Problem:
Copy the items below word for word, starting at the line that contains "post in the photo above." and continuing through the end of the items, with that first line included.

(Object position labeling entries)
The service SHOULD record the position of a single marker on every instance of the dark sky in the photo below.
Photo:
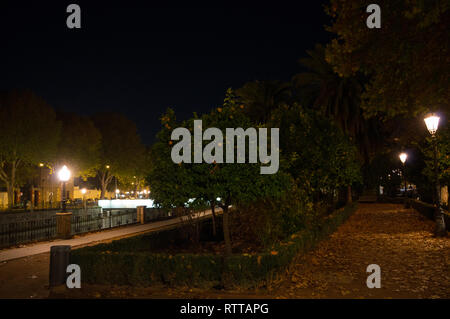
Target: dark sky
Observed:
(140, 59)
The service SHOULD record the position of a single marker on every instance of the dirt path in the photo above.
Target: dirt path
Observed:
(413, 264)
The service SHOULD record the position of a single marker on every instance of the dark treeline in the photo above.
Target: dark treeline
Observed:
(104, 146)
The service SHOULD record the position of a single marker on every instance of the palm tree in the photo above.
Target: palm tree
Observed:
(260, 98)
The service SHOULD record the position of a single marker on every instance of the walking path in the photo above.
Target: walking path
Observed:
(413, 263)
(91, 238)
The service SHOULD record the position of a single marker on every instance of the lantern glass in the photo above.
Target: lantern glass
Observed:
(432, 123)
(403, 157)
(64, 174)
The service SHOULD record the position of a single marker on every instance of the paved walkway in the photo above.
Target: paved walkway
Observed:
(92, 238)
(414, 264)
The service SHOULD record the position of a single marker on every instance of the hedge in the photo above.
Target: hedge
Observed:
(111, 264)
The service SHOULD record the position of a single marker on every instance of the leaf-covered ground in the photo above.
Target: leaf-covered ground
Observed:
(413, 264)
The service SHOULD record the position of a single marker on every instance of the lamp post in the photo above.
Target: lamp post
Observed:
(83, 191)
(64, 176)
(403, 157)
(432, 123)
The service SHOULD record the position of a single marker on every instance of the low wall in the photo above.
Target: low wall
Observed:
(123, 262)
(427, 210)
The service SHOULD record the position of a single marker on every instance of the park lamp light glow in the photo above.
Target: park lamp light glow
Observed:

Task result:
The service SHOULD record the position of a single marker on every instance of the lamp post in the photo above.
Target: lamp post
Observed:
(83, 191)
(64, 176)
(403, 157)
(432, 123)
The service SHOULD record the position of a single marker on every instance of the low wall in the photo above.
Target: low wall
Observed:
(123, 262)
(427, 210)
The service SHOULD record the position of a single marker on every instance of the park lamp light glow in the photo above.
Target: park lamp light glow
Observed:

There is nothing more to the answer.